## DIRECTIONS
Can you retype the records below word for word, with every line in its original order but without the pictures?

## RECORDS SHOWN
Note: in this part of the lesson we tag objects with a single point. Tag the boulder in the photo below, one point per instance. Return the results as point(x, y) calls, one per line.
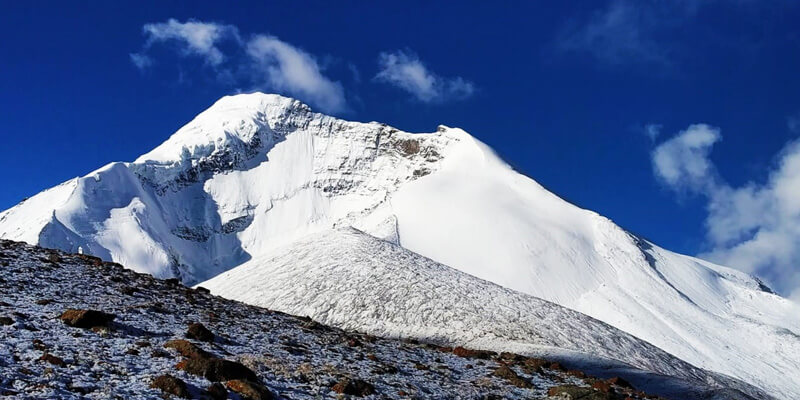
point(249, 390)
point(171, 385)
point(198, 331)
point(217, 391)
point(505, 372)
point(86, 318)
point(217, 369)
point(353, 387)
point(187, 349)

## WRITTEN RESPONSE
Note: in this part of the lesson we tag objects with a single point. Tag the boulder in the photo below, one point per instance. Return the results as point(x, y) calls, one per line.
point(249, 390)
point(171, 385)
point(198, 331)
point(217, 391)
point(505, 372)
point(86, 318)
point(217, 369)
point(353, 387)
point(187, 349)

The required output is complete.